Set task 1: From the passage on rights and justice, copy the text word for word, starting with "Both justice and" and going on through "to rein in.".
Set task 2:
Answer these questions using the passage on rights and justice:
(a) What three factors does it give by which the granting of legal avenues, or access to them, differs widely?
(b) What do both justice and rights discourses lay claim to being grounded in?
(c) Who can easily exploit ambiguity, according to it?

Rights and justice: Nexus and divergence
Both rights and justice have an aspirational dimension. They support the framing or pursuit of ideal human interactions and relations, both person to person and person to public authority or state. They encourage thinking about whether an action (or inaction) has been in aid of another's flourishing. Where not, they underpin remedies to address shortcomings, omissions and wrongful measures. Concretely, they can be supported by legal avenues in the pursuit of their implementation, though the granting of such avenues, or access to them, differs widely–by jurisdiction, socio-economic class, geographical location, and so on.
Both justice and rights discourses lay claim to being grounded in universality–norms applicable everywhere and anytime, at least in relation to defined circumstances. Challenges to this understanding abound, and we have ourselves already highlighted ambiguities and uncertainties that challenge any notion of universality. Neither term means the same thing to all, at all times. On the one hand, this is to be celebrated, as it may also, over time, contribute to broadening their understanding or application. On the other hand, ambiguity is easily exploited by those that justice or rights otherwise seek to rein in.

Data provided:

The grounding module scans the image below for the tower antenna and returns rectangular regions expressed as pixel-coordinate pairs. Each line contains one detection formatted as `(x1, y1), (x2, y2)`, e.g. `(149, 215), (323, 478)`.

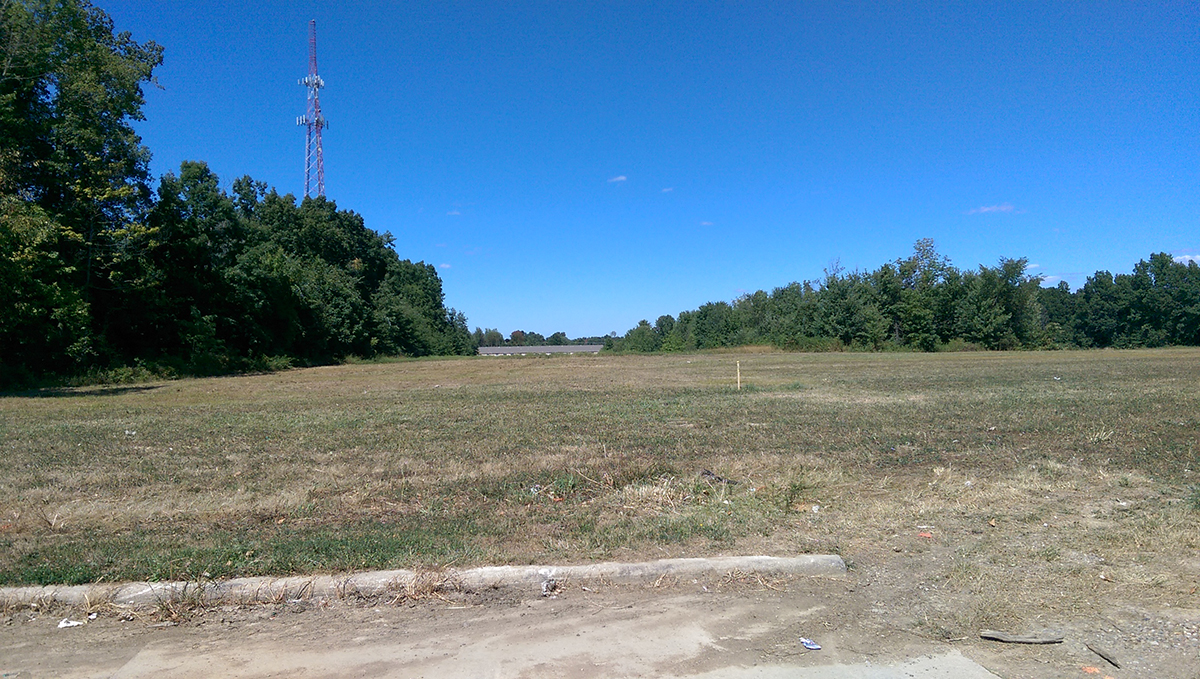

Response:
(296, 19), (329, 198)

Worked answer 1:
Both justice and rights discourses lay claim to being grounded in universality–norms applicable everywhere and anytime, at least in relation to defined circumstances. Challenges to this understanding abound, and we have ourselves already highlighted ambiguities and uncertainties that challenge any notion of universality. Neither term means the same thing to all, at all times. On the one hand, this is to be celebrated, as it may also, over time, contribute to broadening their understanding or application. On the other hand, ambiguity is easily exploited by those that justice or rights otherwise seek to rein in.

Worked answer 2:
(a) Jurisdiction, socio-economic class, and geographical location.
(b) Universality.
(c) Those that justice or rights otherwise seek to rein in.